What is expected: Please duplicate each line of the records below without any change.

Region outline records:
================
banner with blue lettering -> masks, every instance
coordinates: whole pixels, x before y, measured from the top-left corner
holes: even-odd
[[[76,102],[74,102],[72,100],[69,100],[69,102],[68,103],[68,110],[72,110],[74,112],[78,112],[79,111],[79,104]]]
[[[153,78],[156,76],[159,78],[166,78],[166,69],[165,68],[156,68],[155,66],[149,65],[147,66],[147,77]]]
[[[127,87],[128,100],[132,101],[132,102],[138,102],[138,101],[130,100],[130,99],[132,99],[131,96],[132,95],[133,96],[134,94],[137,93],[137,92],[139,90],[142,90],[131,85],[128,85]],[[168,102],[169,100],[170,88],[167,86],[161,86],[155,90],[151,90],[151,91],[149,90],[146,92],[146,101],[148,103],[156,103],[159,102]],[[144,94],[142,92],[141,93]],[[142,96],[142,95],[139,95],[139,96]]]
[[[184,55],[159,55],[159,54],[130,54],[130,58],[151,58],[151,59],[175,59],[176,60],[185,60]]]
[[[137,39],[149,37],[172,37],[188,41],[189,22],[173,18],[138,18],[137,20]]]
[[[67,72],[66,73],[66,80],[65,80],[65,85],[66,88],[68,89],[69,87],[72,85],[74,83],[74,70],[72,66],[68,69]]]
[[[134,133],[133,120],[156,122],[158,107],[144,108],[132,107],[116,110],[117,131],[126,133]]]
================
Solution to the exercise:
banner with blue lettering -> masks, every instance
coordinates: whole pixels, x before y, measured from the top-left corner
holes: even-odd
[[[76,102],[74,102],[72,100],[69,100],[69,102],[68,103],[68,110],[72,110],[74,112],[78,112],[79,111],[79,104]]]
[[[153,78],[156,76],[159,78],[166,78],[166,69],[165,68],[156,68],[155,66],[149,65],[147,66],[147,77]]]
[[[127,87],[128,100],[132,101],[132,102],[138,102],[138,101],[130,100],[130,99],[132,99],[131,96],[132,95],[133,96],[134,94],[137,93],[137,92],[139,90],[142,90],[131,85],[128,85]],[[168,102],[169,100],[170,88],[167,86],[161,86],[155,90],[151,90],[151,91],[149,90],[146,92],[146,101],[148,103],[156,103],[159,102]],[[144,94],[142,92],[141,93]],[[142,96],[142,95],[139,95],[139,96]]]
[[[184,55],[159,55],[159,54],[130,54],[130,58],[151,58],[151,59],[175,59],[176,60],[185,60]]]
[[[137,39],[149,37],[172,37],[188,41],[189,22],[173,18],[138,18],[137,20]]]
[[[67,72],[66,73],[66,80],[65,80],[65,85],[66,88],[68,89],[69,87],[72,85],[74,83],[74,70],[72,66],[68,69]]]
[[[134,133],[133,120],[156,122],[158,107],[144,108],[132,107],[116,110],[117,131],[126,133]]]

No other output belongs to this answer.